>> Begin
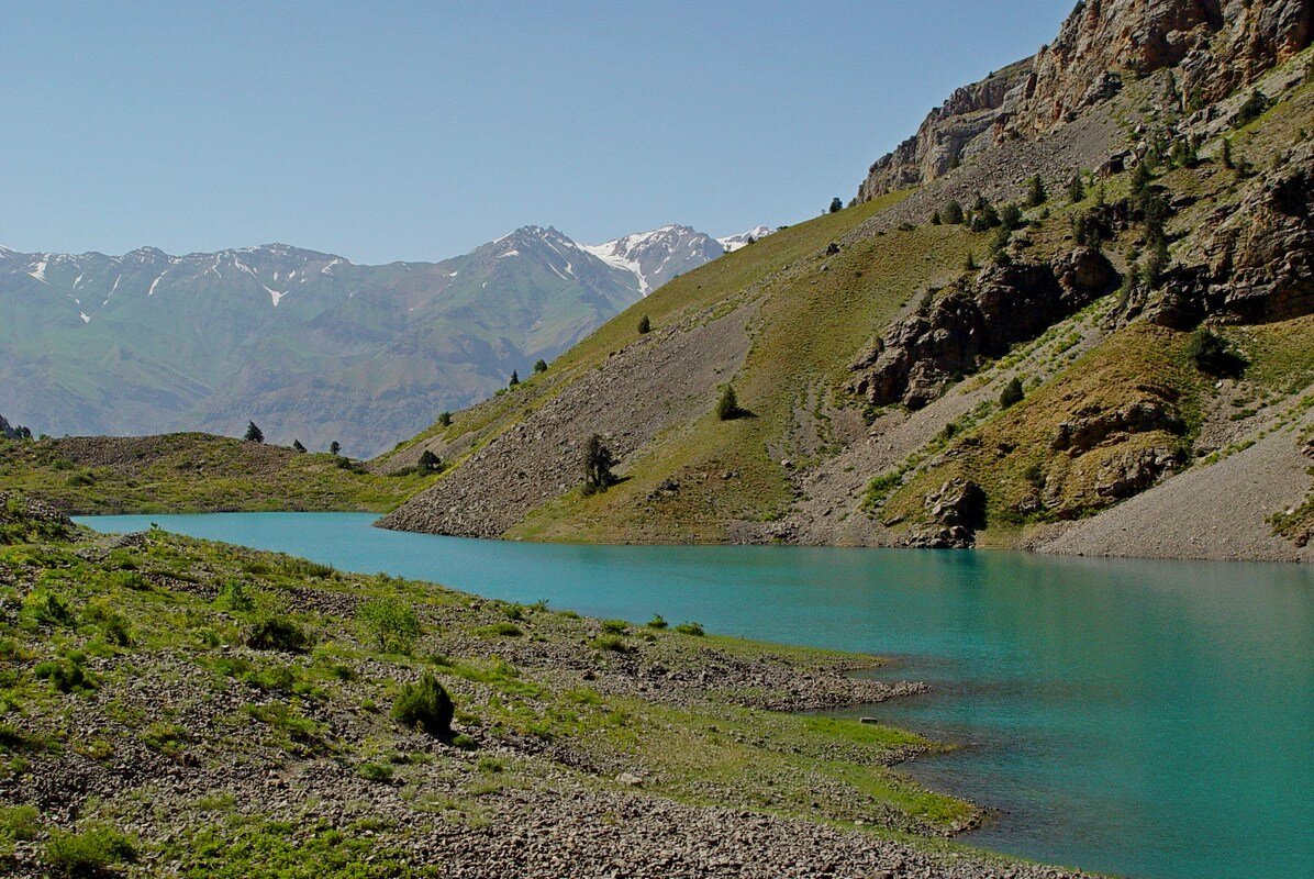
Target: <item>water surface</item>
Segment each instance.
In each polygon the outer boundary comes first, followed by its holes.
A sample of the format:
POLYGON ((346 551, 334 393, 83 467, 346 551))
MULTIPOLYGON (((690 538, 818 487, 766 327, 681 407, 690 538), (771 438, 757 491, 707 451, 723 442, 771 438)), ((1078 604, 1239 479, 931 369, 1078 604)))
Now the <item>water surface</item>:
>> End
Put each line of the items above into a Markdown table with the columns "Row" and "Line," numbering the rows and omitting blank lines. Leave the pictures out of the table.

| Row | Line |
|---|---|
| 1 | Target: <item>water surface</item> |
| 2 | Segment each instance. |
| 3 | In each polygon the outer boundary comes first, followed by its holes. |
| 4 | A sample of the format: |
| 5 | POLYGON ((346 551, 334 393, 83 467, 346 551)) |
| 6 | MULTIPOLYGON (((690 538, 818 487, 766 327, 681 407, 690 538), (771 438, 757 491, 707 451, 723 442, 771 438)), ((1078 604, 1239 479, 931 369, 1078 604))) |
| 7 | Now the <item>water surface</item>: |